Recovery Slow but Steady After Illinois Town Blast Last Month
Shirley Franzoni started a candle business 40 years ago in a residential basement.
Not long after a natural gas explosion last month devastated downtown Canton, including her complex of retail and wholesale establishments, Franzoni appeared ready to return to the bunker. This time for good.
“At one particular point, I just wanted to throw it all away and say, ‘I’m done. I can’t do this anymore,”‘ the 60-year-old Franzoni said earlier this week. “I saw beautiful clothing that had glass shears all over it. Christmas trees blown over. Signs, windows – it was just ridiculous.”
But technology that didn’t exist when Franzoni first became an entrepreneur helped bring her back to the future. On the Facebook social media platform, she posted images of broken glass on the sidewalk in front of her store on Elm Street, around the corner from the blast site on the Canton square.
About 40 people showed up to help clear debris, Franzoni said. Some were employees of her Black Crow Candle Co. and Crow Hollow Boutique, which sells women’s clothing and accessories. Some of them weren’t.
“It was kind of like Scrooge,” Franzoni said in citing the sour-to-sweet protagonist of Charles Dickens’ classic tale “A Christmas Carol.” “You see the people outside and they’re laughing and smiling and shoveling up stuff, and people are bringing down cookies.
“Then you think, ‘Wait, these aren’t just my employees, they’re my friends. They are more than a paycheck. They are people who truly, truly care about my well-being.’ That makes you feel really, really good.”
That we’re-all-in-this-together approach appears to be helping Canton recover from the blast Nov. 16 at the Opera House Professional Center. The explosion killed a utility worker, Arturo Silva Jr. of Mapleton, and injured about a dozen others. It also damaged about 50 buildings.

[Records supplied]
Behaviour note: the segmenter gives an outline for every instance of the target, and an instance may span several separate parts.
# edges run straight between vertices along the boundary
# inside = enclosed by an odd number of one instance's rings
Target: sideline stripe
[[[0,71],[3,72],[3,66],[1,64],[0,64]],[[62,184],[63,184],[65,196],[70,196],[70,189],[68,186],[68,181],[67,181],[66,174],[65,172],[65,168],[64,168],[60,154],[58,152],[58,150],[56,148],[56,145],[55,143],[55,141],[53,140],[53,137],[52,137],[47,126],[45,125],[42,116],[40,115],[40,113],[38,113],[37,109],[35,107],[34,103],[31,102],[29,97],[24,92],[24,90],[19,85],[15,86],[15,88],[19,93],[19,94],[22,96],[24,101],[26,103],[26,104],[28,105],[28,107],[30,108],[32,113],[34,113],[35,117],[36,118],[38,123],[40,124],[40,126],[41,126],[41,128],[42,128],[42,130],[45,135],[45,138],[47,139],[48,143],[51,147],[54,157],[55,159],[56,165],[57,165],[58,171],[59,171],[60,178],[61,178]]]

[Directive] Reproduce the passage of the article from "That we’re-all-in-this-together approach" to "about 50 buildings." word for word. The rows are separate material and have no connection to the article.

[Response below]
That we’re-all-in-this-together approach appears to be helping Canton recover from the blast Nov. 16 at the Opera House Professional Center. The explosion killed a utility worker, Arturo Silva Jr. of Mapleton, and injured about a dozen others. It also damaged about 50 buildings.